Extend the blog post on epic fantasy book lists, picking up right after its last sentence.

DOCUMENT EXCERPT:
★ ★ ★

1001 Books You Must Read Before You Die count: 128


12 Comments

Your epic fantasy list smells of elderberries

I like lists of books, even if it’s a list of books I’m not much interested in. And while I’ve read a number of epic fantasies – at one point I probably read them nearly as much as I read science fiction – I no longer have much time for the subgenre. A few years ago for one of my annual reading challenges, I tried to read a dozen I’d not tried before. I gave up six months in.

So when Jared Shurin, Liz Bourke, Tansy Rayner Roberts and Justin Landon all posted “50 essential epic fantasies” earlier this week, much as Jared, James Smythe and I did for science fiction a few months ago… I thought: ooh, book list. And then I read the lists and thought, oh…

I’ve actually read very little twenty-first century epic fantasy, and I believe I tried a grimdark fantasy novel once and didn’t think it very good. On the other hand, I’ve never been so desperate for reading material that I’ve had to read a Dragonlance book or anything by RA Salvatore. In other words, I don’t know much about epic fantasy; and when you look at the interminable chronicles that have been published in the past decade or so, then I know even less. But I do know a little bit. And I do have a few favourite epic fantasy novels (of varying degrees of epicity), few of which I saw mentioned on any of the lists presented by Jared Shurin, Liz Bourke, Tansy Rayner Roberts or Justin Landon. So here’s a small and humble list of my own. Which is in no way presented in opposition to their lists, or as a shot across anyone’s bows or anything. Consider it a small pendant list. Or something.

I couldn’t think of fifty titles, so here are the few titles I could think of. They’re not in the remotest bit essential, they’re merely fantasy novels that I think are really good. Some of them are a bit obscure. They will not give you a good idea of what the epic fantasy field is currently like, nor will they educate in the history of epic fantasy.

★ ★ ★

GIVEN INFORMATION:
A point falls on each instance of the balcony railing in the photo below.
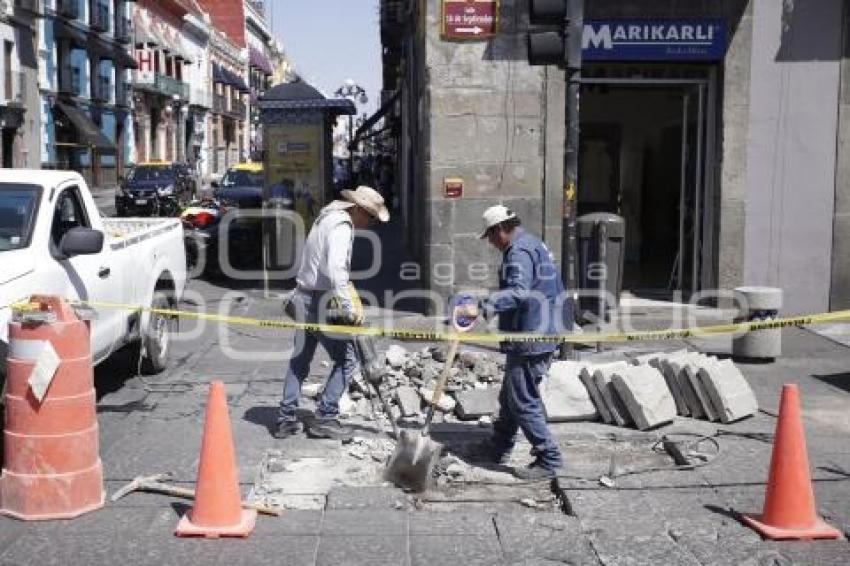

★ ★ ★

EXPECTED ANSWER:
I have split the list into sections, depending on the books’ degree of epical fantasyness. This is a cheat, plain and simple, because it allows me to sneak in some books that are fantasy but not epic, and even a couple that are not even – kof kof – fantasy. In all other respects, I stuck to the rules – ie, one book or series per author, must have read it, etc.

The most epic
1 Lens of the World, King of the Dead, The Belly of the Wolf, RA MacAvoy (1990 – 1993)
Though only slim, the books of this trilogy probably cover more ground than many fat commercial fantasy series (GRMM and Robert Jordan, I’m looking at you). A dwarf of mysterious parentage is taught by a mysterious mentor, rises to power, loses his position, flees, travels around for a bit, and ends up ushering in a new age of science.
2 Isles of the Forsaken, Ison of the Isles, Carolyn Ives Gilman (2011 – 2012)
The best fantasy I’ve read in recent years. After a war, the Innings turn their attention to their eponymous colonial possessions and try to take them in hand… leading to a war between reason and old beliefs. Brilliantly done.
3 A Wizard Of Earthsea, The Tombs of Atuan, The Farthest Shore, Tehanu, Ursula K LeGuin (1968 – 1990)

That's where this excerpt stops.